#### [Work required]
In your answer, set down the records below exactly as they stand, omitting pictures.

#### [The input]
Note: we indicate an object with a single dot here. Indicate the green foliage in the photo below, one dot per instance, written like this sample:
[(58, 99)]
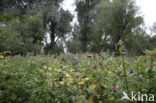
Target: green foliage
[(22, 36), (91, 78), (116, 21), (74, 46)]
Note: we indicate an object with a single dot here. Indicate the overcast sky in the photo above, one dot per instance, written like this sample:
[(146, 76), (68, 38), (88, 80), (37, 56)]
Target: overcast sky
[(147, 9)]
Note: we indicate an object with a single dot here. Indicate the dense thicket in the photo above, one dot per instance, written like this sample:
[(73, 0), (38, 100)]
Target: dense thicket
[(42, 25)]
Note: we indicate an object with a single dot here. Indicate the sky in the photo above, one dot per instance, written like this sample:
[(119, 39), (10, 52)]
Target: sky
[(147, 10)]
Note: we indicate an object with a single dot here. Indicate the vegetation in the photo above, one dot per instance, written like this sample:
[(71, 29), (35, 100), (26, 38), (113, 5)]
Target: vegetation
[(75, 78), (111, 52)]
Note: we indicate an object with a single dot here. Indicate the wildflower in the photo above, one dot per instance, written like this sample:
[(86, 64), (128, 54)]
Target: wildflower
[(1, 56), (0, 92), (120, 41), (49, 84), (95, 67), (77, 96)]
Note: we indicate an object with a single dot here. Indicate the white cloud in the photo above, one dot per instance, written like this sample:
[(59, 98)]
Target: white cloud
[(147, 8)]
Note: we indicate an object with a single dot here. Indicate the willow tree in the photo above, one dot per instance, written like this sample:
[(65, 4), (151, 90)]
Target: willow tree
[(85, 9), (117, 20)]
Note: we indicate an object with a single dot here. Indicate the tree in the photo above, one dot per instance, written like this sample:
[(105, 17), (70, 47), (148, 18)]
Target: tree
[(56, 20), (22, 35), (85, 9), (116, 20)]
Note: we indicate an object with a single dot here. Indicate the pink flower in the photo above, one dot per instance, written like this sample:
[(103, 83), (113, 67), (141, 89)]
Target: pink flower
[(0, 92), (77, 96)]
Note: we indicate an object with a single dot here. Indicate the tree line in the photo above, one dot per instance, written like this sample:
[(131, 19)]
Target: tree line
[(35, 26)]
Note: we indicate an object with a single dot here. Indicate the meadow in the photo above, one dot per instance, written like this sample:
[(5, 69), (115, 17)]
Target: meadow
[(76, 78)]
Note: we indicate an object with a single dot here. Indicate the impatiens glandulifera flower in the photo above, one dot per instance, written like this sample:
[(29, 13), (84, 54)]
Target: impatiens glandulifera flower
[(0, 92)]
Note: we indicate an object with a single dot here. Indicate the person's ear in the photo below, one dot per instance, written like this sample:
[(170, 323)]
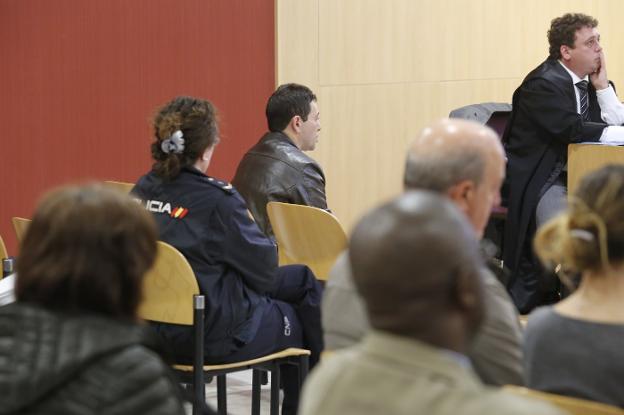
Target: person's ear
[(462, 194), (296, 122), (207, 154), (564, 50)]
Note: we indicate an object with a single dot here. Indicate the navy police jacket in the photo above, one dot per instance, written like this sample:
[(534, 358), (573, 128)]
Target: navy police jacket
[(234, 262)]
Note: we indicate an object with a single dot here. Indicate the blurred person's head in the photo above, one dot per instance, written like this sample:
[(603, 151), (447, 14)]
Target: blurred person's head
[(185, 132), (86, 250), (293, 110), (589, 236), (461, 159), (416, 264), (574, 40)]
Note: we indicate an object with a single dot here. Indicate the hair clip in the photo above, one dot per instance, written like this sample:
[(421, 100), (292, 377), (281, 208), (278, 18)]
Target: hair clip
[(173, 144), (582, 234)]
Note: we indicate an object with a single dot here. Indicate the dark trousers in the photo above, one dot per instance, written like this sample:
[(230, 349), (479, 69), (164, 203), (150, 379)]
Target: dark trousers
[(292, 319)]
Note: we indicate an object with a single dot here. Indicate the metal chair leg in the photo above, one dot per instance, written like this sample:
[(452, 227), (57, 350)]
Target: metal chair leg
[(275, 382), (303, 369), (221, 394), (255, 391)]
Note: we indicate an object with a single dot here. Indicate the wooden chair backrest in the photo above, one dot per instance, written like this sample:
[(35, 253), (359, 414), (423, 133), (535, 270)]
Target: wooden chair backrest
[(121, 186), (168, 288), (3, 252), (307, 235), (20, 225), (574, 406)]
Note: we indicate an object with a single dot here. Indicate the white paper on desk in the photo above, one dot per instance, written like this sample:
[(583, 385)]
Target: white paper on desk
[(610, 143)]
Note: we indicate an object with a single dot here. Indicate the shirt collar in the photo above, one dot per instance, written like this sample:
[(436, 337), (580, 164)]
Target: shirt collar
[(575, 78)]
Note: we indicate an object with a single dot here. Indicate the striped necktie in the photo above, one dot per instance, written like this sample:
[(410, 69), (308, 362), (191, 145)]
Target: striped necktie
[(582, 86)]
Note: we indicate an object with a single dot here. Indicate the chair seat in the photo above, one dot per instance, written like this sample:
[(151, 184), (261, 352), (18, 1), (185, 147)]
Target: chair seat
[(247, 364)]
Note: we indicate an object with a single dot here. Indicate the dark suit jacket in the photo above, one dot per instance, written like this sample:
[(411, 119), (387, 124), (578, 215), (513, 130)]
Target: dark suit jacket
[(543, 122)]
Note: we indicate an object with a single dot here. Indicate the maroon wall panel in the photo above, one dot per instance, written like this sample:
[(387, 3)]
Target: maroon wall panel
[(80, 79)]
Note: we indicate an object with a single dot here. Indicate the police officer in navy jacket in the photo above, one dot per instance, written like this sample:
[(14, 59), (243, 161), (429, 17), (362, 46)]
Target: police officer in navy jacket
[(253, 307)]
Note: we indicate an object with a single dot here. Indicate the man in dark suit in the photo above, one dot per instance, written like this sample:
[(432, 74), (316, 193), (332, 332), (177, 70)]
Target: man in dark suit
[(566, 99)]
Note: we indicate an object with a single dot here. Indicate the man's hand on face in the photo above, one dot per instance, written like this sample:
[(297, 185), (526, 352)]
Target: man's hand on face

#### [Solution to this problem]
Note: we indicate an object with a single dot here. Indicate the green foliage in the photo below, one dot per instance, written like this sample:
[(58, 99)]
Target: green foliage
[(22, 36), (91, 78), (116, 21), (74, 46)]
Note: we indicate an object with a single dot here. Indicate the overcast sky in the photo above, one dot per instance, written like this sample:
[(146, 76), (68, 38), (88, 80), (37, 56)]
Target: overcast sky
[(147, 9)]
Note: we indicate an object with a single dot here. Indicate the dense thicket in the photo above, one dot per instance, written like this sample:
[(73, 0), (38, 100)]
Target: dense thicket
[(42, 25)]
Note: we indicate an object with a single dot here. Indicate the sky in the photo above, one dot per instance, written like this sample:
[(119, 39), (10, 52)]
Target: sky
[(147, 10)]
Note: we indicate an object with a single dot here. Indicate the vegetation in the photo above, one dot per instance, written like this sample:
[(71, 29), (35, 100), (26, 38), (113, 5)]
Target: vegetation
[(75, 78), (111, 52)]
Note: we indicate an object with a single dot here. Indicate the wildflower in the photo above, one dot per instance, written like this sample:
[(86, 64), (128, 54)]
Target: wildflower
[(1, 56), (0, 92), (120, 41), (49, 84), (95, 67), (77, 96)]
Note: we indicate an object with a single dot here. Indicate the white cloud in the photo above, one dot per instance, written like this sample:
[(59, 98)]
Target: white cloud
[(147, 8)]
Note: we indicate an object with a single dot here. Indicate the willow tree in the photo above, one dot per instance, written like this sample:
[(65, 4), (151, 90)]
Target: willow tree
[(85, 9), (117, 20)]
Note: we indicate an object with a single dot here. Indicate the tree in the photo above, one dot per instance, written like this sample:
[(105, 17), (70, 47), (148, 18)]
Target: tree
[(56, 20), (22, 35), (85, 9), (116, 20)]
Note: we indicate an object with a single dot here. Indicate the pink flower in the photo above, one dot per instance, written like this sample:
[(103, 83), (113, 67), (141, 89)]
Target: pink flower
[(0, 92), (77, 96)]
Note: we indicate an object with a single dot here. Indicate the tree line in the photo above, one dot per instance, written like this sample:
[(131, 19)]
Target: tree line
[(35, 26)]
Note: we indicate an object with a single dot here. Indicate the meadow in the photo above, one dot per instance, written like this sample:
[(5, 69), (115, 17)]
Target: meadow
[(76, 78)]
Note: we indicate an object with a single dot here. Indicate the impatiens glandulifera flower in the photo above, one dot per instance, written like this sample:
[(29, 13), (84, 54)]
Target: impatiens glandulifera flower
[(0, 92)]
Note: we indicate an object with a single dot here. Indicate the person's ear in the photo below, one dot per instance, written like this sample:
[(170, 323)]
Target: person's ear
[(462, 194), (296, 122), (207, 154), (564, 50)]
Note: we indicate an object with a single dot here. Indicate the navy police jacket in the photo above, one dot per instance, written like this sample:
[(534, 358), (573, 128)]
Target: navy police jacket
[(234, 262)]
Note: we indicate an object with a single dot here. Indicate the blurred person's head in the photo above, one dot per instance, written like this sample:
[(603, 151), (447, 14)]
Target: blurred person's head
[(185, 132), (86, 250), (293, 110), (589, 236), (461, 159), (416, 264), (574, 40)]
Note: we indicate an object with a single dot here. Indicate the hair clip in the photo above, one dot per instance, written like this sample:
[(421, 100), (292, 377), (281, 208), (278, 18)]
Target: hair clip
[(173, 144), (582, 234)]
Note: we indicate an object with a single dot here. Indicate the dark trousers in the photo above, one dot per instance, written like this sample:
[(230, 349), (479, 69), (164, 203), (150, 379)]
Target: dark trousers
[(292, 319)]
Note: we indicate an object with a single dot here. Indicate the metal chair leg in the photo above, one dot per instance, written like this sample:
[(452, 227), (57, 350)]
Target: metal chair leg
[(275, 382), (303, 369), (221, 394), (255, 391)]
Note: we indicate an object with a single dot here. Indicate the wooden chair backrest in the photo above, one dot per instance, written like this sample:
[(35, 253), (359, 414), (423, 133), (535, 270)]
Target: wooden chair backrest
[(121, 186), (168, 288), (3, 252), (307, 235), (20, 225), (574, 406)]
Note: we indicate an object with a single dot here. Indicate the white paper on desk in the photo above, one dot per instance, written like this sample:
[(583, 385)]
Target: white paper on desk
[(610, 143)]
Note: we indicate an object with a single dot here. Indicate the shirt collar in the photo above, one dot per instance, written like this sample:
[(436, 337), (580, 164)]
Target: shirt collar
[(575, 78)]
Note: we indicate an object with a single dot here. Indicate the striped necktie in the photo above, one dot per instance, written like this sample:
[(410, 69), (308, 362), (191, 145)]
Target: striped necktie
[(582, 86)]
Note: we indicate an object with a single dot here. Indicate the chair seat in the photo above, one dot per instance, written like this sample:
[(151, 184), (261, 352), (18, 1), (185, 147)]
Target: chair seat
[(247, 364)]
Note: we indicate an object with a single dot here. Indicate the dark suit jacket in the photo above, one dot per instance, written like this sample:
[(411, 119), (387, 124), (578, 215), (513, 130)]
Target: dark suit jacket
[(543, 122)]
Note: we indicate an object with a single dot here. Indicate the maroon wall panel in the photo above, one dot per instance, written like this sample:
[(387, 3)]
Target: maroon wall panel
[(80, 79)]
Note: we indicate an object with a single dot here. Indicate the police officer in navy jacket in the photo above, one dot per instance, written like this sample:
[(14, 59), (243, 161), (429, 17), (362, 46)]
Target: police officer in navy jacket
[(253, 307)]
Note: we indicate an object with a single dot here. Indicate the man in dark suit in the photo above, one dot per instance, written like this sample:
[(432, 74), (316, 193), (332, 332), (177, 70)]
Target: man in dark suit
[(566, 99)]
Note: we indicate an object with a single dot here. Indicate the man's hand on face in the photo above, one dot per instance, written like this sample:
[(297, 185), (526, 352)]
Target: man's hand on face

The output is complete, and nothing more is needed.